Oddly, interestingly, there were nearly two dozen SH movies released in the 1930’s and 40’s, but only one in the 1950’s and an average of just six per decade between 1960 and 2000. Why? It’s a mystery to me. More recently, since the turn of the millennium, we’ve already been graced with fourteen SH movies, and more are on the way, including a third feature with Downey, Jr. and Law, another season of Sherlock with Cumberbatch and Freeman, and a fourth season of the CBS series, Elementary. Why the sudden upsurge? Again, I haven’t a clue. Perhaps a dear reader can elucidate.

In any event, Mr. Holmes - like most SH movies - is not so much about plot; rather, it’s concerned with character, mood, and a sort of late-life coming of age, if you will.  This iteration features a new take on the canonical character: an elderly, doddery Sherlock. It’s 1947, and 93-year-old Holmes is living on his country estate in Sussex, tended by a capable but crotchety housekeeper, Mrs. Munro (Laura Linney) and her young son, Roger (Milo Parker), who idolizes and tries to emulate him.  McKellen is a quite spry seventy-six year old, but his SH is made to look twenty years older and while not frail exactly, definitely at risk. The once great detective is having difficulty recalling things – to the point that he has taken to writing the names of the people around him on his sleeve cuffs for easy reference, to avoid embarrassment. He is still clever and imperious, but a bit less fervent and perhaps less inquisitive than the SH we typically see. He has slowed down. The fading memory is worrisome, as it would be to anyone, but especially so to old Holmes, because he is attempting to write about his final case - the one that led him to retire from sleuthing thirty-five years ago. The existing account published by the late Dr. Watson was, in Holmes’ view, a work of fiction. (Amusingly, this  SH feels that way about the entire Watson oeuvre.) Watson was more hagiographer than journalist, and preferred neat, tidy endings to his SH stories; but life is not always like that, certainly not in this instance. Now, Holmes is in a race against his advancing dementia to set the record straight.

▶ _Aim_
Set down the passage of the review exactly as it appears, between "Oddly, interestingly, there" and "reader can elucidate.", inclusive.

▶ _Listing_

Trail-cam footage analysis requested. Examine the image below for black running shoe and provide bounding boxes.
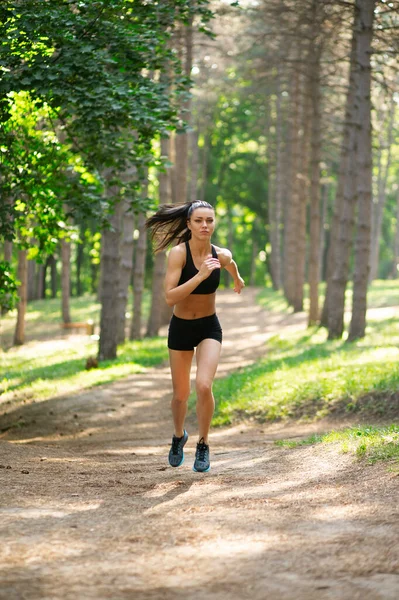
[193,438,211,473]
[169,430,188,467]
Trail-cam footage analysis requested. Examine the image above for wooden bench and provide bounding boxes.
[61,320,94,335]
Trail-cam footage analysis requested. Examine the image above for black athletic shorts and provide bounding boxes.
[168,314,222,350]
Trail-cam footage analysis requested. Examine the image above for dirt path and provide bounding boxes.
[0,290,399,600]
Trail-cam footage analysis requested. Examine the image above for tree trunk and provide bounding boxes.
[326,11,359,340]
[270,73,285,290]
[146,138,171,337]
[199,133,211,201]
[249,238,259,286]
[293,75,312,312]
[174,18,193,202]
[369,95,396,283]
[117,199,135,344]
[189,131,199,202]
[61,240,71,323]
[14,250,28,346]
[48,255,57,298]
[98,188,123,360]
[283,65,300,305]
[130,213,147,340]
[76,238,85,298]
[308,48,321,325]
[348,0,376,341]
[27,260,37,302]
[268,90,281,290]
[35,264,46,300]
[391,186,399,279]
[319,183,329,281]
[4,240,12,262]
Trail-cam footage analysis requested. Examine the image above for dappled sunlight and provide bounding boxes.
[0,502,102,520]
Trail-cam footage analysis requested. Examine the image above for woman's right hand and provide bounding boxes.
[198,254,220,280]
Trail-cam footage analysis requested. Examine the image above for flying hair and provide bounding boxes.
[145,200,214,252]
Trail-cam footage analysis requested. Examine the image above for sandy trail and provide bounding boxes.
[0,290,399,600]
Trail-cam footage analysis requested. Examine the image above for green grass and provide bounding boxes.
[0,294,168,406]
[0,291,150,349]
[275,425,399,464]
[213,318,399,425]
[0,338,168,404]
[257,279,399,312]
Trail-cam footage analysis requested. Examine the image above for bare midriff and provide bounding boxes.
[173,293,216,319]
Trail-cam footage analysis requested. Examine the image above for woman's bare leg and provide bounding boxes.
[169,350,194,437]
[196,339,222,444]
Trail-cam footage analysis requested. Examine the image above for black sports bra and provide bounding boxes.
[177,242,220,294]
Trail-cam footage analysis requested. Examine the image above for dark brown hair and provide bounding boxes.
[145,200,214,252]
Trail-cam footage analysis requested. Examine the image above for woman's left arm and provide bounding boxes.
[217,248,245,294]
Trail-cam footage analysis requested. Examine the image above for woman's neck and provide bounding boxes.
[189,238,212,256]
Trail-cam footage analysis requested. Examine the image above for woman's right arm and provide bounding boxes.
[164,246,220,306]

▶ _Final answer_
Oddly, interestingly, there were nearly two dozen SH movies released in the 1930’s and 40’s, but only one in the 1950’s and an average of just six per decade between 1960 and 2000. Why? It’s a mystery to me. More recently, since the turn of the millennium, we’ve already been graced with fourteen SH movies, and more are on the way, including a third feature with Downey, Jr. and Law, another season of Sherlock with Cumberbatch and Freeman, and a fourth season of the CBS series, Elementary. Why the sudden upsurge? Again, I haven’t a clue. Perhaps a dear reader can elucidate.